[Records in a dataset]
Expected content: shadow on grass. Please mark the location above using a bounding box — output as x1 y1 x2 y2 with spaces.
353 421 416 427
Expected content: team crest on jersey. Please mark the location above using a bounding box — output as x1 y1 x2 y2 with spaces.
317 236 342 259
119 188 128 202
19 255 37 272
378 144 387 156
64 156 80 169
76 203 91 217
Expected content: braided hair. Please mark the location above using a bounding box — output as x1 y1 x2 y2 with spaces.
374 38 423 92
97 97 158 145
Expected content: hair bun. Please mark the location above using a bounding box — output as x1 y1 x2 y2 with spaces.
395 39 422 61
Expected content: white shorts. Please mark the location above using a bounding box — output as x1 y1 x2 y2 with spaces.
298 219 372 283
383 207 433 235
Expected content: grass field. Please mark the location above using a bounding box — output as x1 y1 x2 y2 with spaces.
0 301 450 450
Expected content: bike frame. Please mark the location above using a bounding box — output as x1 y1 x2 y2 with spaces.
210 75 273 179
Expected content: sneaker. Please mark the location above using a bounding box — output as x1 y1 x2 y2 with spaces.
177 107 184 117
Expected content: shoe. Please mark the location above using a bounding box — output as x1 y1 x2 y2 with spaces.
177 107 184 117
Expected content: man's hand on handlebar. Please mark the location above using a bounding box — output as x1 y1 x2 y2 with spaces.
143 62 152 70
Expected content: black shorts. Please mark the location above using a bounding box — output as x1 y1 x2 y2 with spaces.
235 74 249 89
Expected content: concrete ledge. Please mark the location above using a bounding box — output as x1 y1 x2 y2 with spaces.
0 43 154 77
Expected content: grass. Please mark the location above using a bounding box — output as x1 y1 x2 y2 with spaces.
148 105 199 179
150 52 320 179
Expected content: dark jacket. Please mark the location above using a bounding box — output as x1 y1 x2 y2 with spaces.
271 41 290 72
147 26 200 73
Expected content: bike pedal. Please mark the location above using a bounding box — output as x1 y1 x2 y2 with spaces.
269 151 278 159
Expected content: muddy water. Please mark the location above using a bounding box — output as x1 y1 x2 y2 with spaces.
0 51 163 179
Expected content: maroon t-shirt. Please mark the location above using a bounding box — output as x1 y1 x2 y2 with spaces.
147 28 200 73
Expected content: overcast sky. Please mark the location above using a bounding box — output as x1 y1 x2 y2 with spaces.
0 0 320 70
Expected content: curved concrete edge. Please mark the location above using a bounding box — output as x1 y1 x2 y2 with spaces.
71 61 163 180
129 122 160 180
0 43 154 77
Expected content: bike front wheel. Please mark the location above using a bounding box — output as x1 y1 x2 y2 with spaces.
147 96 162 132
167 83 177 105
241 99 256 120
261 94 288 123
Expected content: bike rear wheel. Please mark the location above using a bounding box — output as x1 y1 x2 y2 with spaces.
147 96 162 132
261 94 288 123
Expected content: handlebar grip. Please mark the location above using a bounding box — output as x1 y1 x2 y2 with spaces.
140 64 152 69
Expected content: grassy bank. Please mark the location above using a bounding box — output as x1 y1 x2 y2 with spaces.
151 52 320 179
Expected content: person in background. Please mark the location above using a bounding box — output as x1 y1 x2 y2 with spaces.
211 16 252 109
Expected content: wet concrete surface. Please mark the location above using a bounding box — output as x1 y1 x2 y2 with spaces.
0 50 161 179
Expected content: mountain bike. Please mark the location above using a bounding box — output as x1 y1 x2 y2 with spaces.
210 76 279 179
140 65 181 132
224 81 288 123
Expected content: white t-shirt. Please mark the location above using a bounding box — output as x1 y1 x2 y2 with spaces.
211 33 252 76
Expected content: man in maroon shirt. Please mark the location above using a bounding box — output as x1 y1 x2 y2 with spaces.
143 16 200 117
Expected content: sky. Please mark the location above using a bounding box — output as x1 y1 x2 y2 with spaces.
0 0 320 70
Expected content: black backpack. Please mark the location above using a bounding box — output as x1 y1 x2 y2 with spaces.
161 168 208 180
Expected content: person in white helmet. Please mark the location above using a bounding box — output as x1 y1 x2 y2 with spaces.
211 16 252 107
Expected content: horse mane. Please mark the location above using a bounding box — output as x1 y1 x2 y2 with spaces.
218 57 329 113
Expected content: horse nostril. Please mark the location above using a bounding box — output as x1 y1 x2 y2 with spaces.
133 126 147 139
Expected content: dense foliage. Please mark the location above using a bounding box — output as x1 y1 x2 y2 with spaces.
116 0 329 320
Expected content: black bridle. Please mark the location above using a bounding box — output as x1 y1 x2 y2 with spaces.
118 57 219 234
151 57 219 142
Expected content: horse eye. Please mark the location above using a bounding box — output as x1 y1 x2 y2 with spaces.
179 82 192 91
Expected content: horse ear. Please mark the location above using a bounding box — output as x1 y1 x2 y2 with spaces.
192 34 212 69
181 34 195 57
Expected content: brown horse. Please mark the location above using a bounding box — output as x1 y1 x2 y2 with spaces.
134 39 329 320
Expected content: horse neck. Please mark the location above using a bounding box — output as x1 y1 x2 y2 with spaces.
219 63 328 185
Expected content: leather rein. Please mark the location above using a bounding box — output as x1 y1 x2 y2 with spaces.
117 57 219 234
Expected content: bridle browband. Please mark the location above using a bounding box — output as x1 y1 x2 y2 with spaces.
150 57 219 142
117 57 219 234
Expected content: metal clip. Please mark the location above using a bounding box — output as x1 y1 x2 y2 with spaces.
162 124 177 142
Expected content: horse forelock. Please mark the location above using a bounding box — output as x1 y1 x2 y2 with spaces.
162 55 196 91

> Short problem:
Copy the listing above line for line, with no changes.

> Task response:
Expected content: shadow on grass. Please mark the location above using a bounding box — output as x1 y1 x2 y2 with spaces.
353 421 416 427
Expected content: team crest on jersey. Please mark the location above using a bounding box — output as x1 y1 x2 y2 with spaces.
317 236 342 259
119 188 128 202
19 255 37 272
378 144 387 156
64 156 80 169
76 203 91 217
Expected content: braided hair. Please mark the location above using a bounding box — output as x1 y1 x2 y2 with spaces.
374 38 423 92
97 97 158 145
Expected content: hair bun. Please mark the location above using a bounding box — output as x1 y1 x2 y2 with spaces.
395 39 422 61
Expected content: white shorts. Please mark the location above using a bounding box — output as x1 y1 x2 y2 with spaces.
298 219 372 283
383 207 433 235
Expected content: grass field. Please mark the location above using a bounding box — output as x1 y1 x2 y2 with spaces.
0 301 450 450
Expected content: bike frame. Please mark the location above using a bounding box — output as x1 y1 x2 y2 with spaces.
210 75 273 179
Expected content: sneaker. Please mark the location above using a bounding box — output as x1 y1 x2 y2 with spaces.
177 107 184 117
Expected content: shoe. Please mark the location above using a bounding box — output as x1 y1 x2 y2 with spaces.
177 107 184 117
Expected content: man's hand on handlebar. Please mark the location above using a bounding box — output as x1 y1 x2 y2 with spaces.
143 62 152 70
Expected content: black shorts. Please mark the location above using a bounding box — output as x1 y1 x2 y2 with spaces.
235 74 249 89
Expected content: concrete ledge. Please mark the location above using a bounding box — output as x1 y1 x2 y2 with spaces.
0 43 154 77
Expected content: grass. Please mark the location above using a bounding box — output as x1 y1 x2 y2 with spaces.
148 105 199 179
150 52 320 179
Expected content: dark jacket. Please mark the location above using a bounding box — output as x1 y1 x2 y2 with spaces.
271 41 290 72
147 26 200 73
Expected content: bike pedal. Please mark the location above using a bounding box — output as x1 y1 x2 y2 with spaces.
269 151 278 159
Expected content: muddy water. Please mark the location above using a bounding box — output as x1 y1 x2 y2 with spaces.
0 51 163 179
Expected content: maroon t-shirt. Please mark the location above using a bounding box — output as x1 y1 x2 y2 with spaces.
147 28 200 73
Expected content: overcast sky. Please mark the location above using a bounding box — output as x1 y1 x2 y2 with spaces.
0 0 320 70
Expected content: curved concrete edge. Please mark the location above using a bounding box — output as x1 y1 x2 y2 with spaces.
71 61 163 180
129 122 160 180
0 43 154 77
Expected content: bike front wheel. Please mark the location above using a bounding box — output as x1 y1 x2 y2 with spaces.
147 96 162 132
167 83 177 105
241 99 256 120
261 94 288 123
Expected content: bike rear wheel. Please mark the location above using a bounding box — output as x1 y1 x2 y2 with spaces.
147 96 162 132
261 94 288 123
Expected content: handlebar grip. Please mark the location above using a bounding box — output as x1 y1 x2 y2 with spaces.
140 64 152 69
Expected content: grassy bank. Please mark the location above using a bounding box — output as x1 y1 x2 y2 with spaces.
151 52 320 179
Expected content: person in background. Please mark the location above using a bounding box — output as x1 y1 x2 y2 with spaces.
211 16 252 109
Expected content: wet concrete surface. Please mark the location above using a bounding box — output as x1 y1 x2 y2 with spaces.
0 50 161 179
Expected content: mountain bike. Please mark the location above using a bounding box — output as x1 y1 x2 y2 with spaces.
210 76 279 179
140 65 181 132
224 81 288 123
Expected content: white t-shirt. Please mark the location above using a bounding box — output as x1 y1 x2 y2 with spaces.
211 33 252 76
Expected content: man in maroon shirt. Please mark the location above using a bounding box — output as x1 y1 x2 y2 with spaces.
143 16 200 117
Expected content: sky. Please mark the location above using a bounding box — output as x1 y1 x2 y2 with spaces.
0 0 320 70
Expected content: black backpack. Please mark the location above using a bounding box — output as x1 y1 x2 y2 with spaces.
161 168 208 180
Expected content: person in white helmet. Please mark the location above using a bounding box — output as x1 y1 x2 y2 with spaces.
211 16 252 107
Expected content: horse mane. Please mark the location above using a bounding box — output as x1 y1 x2 y2 with spaces.
218 57 329 113
Expected content: horse nostril. Please mark the location above using a bounding box — output as x1 y1 x2 y2 with spaces.
133 126 147 139
Expected content: dense foliage. Please mark the location above using a bounding box — output as x1 y1 x2 y2 with spaces.
116 0 329 320
Expected content: black bridle. Please mark the location above using a bounding box — output as x1 y1 x2 y2 with spaces.
118 57 219 234
151 57 219 142
Expected content: horse eye. Please mark the location above using a bounding box — output as x1 y1 x2 y2 with spaces.
179 82 192 91
Expected content: horse ear. Please mark the location above using a bounding box — output as x1 y1 x2 y2 with spaces.
192 34 212 69
181 34 195 57
Expected content: brown horse. Please mark the location above using a bounding box — output as x1 y1 x2 y2 with spaces.
134 39 329 320
Expected content: horse neck. Please mark the location above using a bounding box — output as x1 y1 x2 y2 with spaces.
219 63 328 185
Expected content: leather rein. Please mark the location above using a bounding box — output as x1 y1 x2 y2 with spaces.
117 57 219 234
Expected content: bridle browband. Please mark the location above using a bounding box — output as x1 y1 x2 y2 with spaces.
150 57 219 142
117 57 219 234
Expected content: metal clip. Please mark the location above using a bounding box — output as x1 y1 x2 y2 with spaces.
162 124 177 142
Expected content: horse forelock. Please mark the location above using a bounding box — output as x1 y1 x2 y2 with spaces.
162 55 196 91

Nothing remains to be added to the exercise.